◆ **Task objective**: Arrange the entries below as a numbered list with no blank lines, starting at the line that contains "In the photo provided above, tightly box each green foliage." and ending after the line that contains "[259,155,384,182]".

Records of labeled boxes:
## Begin
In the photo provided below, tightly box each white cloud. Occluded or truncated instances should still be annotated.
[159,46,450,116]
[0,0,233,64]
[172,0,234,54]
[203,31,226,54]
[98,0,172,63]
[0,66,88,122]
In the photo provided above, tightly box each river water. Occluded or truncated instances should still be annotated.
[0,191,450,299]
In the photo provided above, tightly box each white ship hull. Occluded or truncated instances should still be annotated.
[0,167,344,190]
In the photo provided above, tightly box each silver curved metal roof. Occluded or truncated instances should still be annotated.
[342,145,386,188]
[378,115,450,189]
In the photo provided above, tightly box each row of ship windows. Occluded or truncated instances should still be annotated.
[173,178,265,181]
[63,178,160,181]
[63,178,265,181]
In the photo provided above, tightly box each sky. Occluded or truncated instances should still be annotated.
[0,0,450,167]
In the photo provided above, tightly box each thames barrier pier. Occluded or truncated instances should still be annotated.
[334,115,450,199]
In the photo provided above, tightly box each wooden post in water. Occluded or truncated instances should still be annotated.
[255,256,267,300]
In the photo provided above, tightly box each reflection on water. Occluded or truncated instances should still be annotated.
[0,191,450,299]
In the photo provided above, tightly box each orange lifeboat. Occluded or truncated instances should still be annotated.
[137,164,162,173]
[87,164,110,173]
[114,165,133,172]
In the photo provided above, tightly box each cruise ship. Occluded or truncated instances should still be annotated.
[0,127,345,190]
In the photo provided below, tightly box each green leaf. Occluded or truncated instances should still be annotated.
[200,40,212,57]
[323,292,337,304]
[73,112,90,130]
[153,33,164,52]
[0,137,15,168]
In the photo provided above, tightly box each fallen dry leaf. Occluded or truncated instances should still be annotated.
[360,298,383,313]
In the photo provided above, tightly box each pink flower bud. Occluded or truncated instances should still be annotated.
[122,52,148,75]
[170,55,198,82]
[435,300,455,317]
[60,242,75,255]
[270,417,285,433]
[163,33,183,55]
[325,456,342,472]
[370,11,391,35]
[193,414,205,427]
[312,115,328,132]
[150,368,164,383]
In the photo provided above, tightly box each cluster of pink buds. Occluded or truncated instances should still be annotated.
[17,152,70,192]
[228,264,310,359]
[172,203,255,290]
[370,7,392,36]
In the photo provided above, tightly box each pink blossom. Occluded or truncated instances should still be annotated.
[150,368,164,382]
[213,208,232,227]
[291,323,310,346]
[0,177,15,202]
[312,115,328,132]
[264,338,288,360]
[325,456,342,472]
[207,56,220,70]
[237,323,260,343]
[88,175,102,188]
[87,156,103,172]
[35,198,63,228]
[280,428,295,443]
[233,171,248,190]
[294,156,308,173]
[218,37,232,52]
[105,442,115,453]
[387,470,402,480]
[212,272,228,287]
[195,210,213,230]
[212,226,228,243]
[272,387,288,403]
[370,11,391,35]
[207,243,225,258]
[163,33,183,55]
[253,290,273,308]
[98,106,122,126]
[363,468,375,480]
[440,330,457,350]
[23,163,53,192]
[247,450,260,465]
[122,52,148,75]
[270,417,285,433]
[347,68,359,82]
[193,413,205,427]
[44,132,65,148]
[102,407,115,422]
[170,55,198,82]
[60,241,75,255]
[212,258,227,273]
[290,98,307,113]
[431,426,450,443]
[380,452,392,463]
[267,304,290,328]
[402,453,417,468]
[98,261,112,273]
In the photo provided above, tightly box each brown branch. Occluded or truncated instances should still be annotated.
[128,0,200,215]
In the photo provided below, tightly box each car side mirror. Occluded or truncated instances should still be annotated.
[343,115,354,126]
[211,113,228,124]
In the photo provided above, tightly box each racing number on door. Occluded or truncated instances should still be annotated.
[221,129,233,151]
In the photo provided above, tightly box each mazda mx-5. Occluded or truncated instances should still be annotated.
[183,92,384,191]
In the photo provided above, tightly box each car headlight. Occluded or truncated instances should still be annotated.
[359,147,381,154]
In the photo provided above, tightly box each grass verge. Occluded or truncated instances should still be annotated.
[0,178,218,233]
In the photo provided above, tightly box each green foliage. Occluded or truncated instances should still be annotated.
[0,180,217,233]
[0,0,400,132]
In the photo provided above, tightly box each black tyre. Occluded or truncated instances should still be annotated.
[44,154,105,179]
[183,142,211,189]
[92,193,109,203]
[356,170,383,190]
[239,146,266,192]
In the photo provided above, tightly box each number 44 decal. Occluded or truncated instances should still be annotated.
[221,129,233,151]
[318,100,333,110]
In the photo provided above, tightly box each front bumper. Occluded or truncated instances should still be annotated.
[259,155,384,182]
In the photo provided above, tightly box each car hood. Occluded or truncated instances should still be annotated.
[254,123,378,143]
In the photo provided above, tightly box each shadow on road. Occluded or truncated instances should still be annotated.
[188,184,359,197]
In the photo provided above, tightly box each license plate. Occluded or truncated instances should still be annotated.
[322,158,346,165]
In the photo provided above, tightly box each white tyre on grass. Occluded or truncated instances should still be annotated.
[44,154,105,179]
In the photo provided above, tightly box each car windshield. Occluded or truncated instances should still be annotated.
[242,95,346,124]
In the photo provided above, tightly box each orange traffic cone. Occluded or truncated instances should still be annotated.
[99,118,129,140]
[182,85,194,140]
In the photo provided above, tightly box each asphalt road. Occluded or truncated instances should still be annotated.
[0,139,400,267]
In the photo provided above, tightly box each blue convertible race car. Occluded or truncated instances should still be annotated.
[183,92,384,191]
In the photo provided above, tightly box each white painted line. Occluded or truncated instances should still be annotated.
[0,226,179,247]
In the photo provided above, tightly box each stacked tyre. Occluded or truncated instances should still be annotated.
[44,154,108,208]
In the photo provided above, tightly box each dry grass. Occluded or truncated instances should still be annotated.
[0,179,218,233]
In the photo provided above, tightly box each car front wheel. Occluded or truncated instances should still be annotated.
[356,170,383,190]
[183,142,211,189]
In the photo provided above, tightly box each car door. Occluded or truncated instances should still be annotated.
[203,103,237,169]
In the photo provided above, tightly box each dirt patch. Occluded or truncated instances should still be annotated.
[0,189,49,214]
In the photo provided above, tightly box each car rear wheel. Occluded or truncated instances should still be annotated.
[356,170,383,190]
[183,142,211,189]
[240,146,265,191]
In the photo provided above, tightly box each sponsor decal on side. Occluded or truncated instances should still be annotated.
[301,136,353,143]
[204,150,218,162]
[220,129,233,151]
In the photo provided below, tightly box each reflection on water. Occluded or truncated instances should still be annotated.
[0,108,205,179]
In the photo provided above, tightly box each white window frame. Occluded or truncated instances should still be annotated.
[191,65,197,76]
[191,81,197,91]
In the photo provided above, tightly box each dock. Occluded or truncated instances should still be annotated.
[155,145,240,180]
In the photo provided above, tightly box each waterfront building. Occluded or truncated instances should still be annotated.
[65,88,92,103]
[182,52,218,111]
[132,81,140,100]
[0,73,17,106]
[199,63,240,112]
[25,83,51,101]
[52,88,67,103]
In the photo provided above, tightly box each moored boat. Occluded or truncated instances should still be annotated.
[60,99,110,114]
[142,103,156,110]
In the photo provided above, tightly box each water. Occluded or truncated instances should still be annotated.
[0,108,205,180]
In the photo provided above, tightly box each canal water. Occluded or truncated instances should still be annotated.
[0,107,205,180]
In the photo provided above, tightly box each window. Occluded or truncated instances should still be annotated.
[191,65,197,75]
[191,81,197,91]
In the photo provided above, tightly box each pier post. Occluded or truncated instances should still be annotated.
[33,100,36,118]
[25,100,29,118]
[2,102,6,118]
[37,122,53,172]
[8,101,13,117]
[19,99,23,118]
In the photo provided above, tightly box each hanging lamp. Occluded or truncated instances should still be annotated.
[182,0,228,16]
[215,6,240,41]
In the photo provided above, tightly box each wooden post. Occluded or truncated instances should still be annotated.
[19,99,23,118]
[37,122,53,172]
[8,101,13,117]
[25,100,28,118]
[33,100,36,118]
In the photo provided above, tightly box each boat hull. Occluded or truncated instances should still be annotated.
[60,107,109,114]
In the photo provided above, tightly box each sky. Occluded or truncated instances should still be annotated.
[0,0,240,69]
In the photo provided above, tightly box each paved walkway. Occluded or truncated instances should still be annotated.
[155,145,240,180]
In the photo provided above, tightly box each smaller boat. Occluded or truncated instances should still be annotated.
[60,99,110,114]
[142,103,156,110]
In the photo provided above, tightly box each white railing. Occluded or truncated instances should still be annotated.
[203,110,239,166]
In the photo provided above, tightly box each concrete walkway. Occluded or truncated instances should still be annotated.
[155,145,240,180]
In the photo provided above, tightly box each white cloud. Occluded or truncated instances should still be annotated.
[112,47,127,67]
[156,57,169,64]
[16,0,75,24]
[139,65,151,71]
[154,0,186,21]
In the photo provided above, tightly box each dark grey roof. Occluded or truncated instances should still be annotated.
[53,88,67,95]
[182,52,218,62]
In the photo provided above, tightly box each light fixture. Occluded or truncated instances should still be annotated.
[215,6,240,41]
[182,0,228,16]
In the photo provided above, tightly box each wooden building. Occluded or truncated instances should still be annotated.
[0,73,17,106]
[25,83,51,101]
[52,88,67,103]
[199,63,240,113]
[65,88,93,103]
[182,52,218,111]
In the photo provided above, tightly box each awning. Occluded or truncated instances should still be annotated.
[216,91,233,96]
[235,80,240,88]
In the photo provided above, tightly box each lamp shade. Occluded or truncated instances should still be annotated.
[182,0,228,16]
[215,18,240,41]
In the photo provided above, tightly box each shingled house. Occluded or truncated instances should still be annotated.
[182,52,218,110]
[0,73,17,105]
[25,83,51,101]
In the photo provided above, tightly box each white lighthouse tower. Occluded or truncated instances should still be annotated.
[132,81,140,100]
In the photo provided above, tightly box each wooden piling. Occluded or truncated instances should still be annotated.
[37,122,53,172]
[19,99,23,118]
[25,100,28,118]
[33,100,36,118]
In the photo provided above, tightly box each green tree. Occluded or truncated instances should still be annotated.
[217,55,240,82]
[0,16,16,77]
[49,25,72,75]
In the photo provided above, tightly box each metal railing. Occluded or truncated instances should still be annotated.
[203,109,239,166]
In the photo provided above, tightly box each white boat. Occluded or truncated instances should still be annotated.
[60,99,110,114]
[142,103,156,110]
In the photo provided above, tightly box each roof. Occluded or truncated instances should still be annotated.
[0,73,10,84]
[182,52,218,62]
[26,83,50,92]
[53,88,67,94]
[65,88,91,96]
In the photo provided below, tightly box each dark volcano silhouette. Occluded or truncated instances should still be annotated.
## End
◆ **Exercise response**:
1. In the photo provided above, tightly box each green foliage. Occluded or truncated instances should still be annotated.
2. [0,180,217,233]
3. [0,0,400,132]
4. In the photo provided above, tightly box each black tyre. Occluded or truncated instances should still be annotated.
5. [44,154,105,179]
6. [183,142,211,189]
7. [92,193,109,203]
8. [356,170,383,190]
9. [239,146,266,192]
10. In the photo provided above, tightly box each number 44 decal. Occluded or truncated instances should still be annotated.
11. [221,129,233,151]
12. [318,100,333,110]
13. In the photo provided above, tightly box each front bumper. Occluded or truncated instances should still be annotated.
14. [259,155,384,182]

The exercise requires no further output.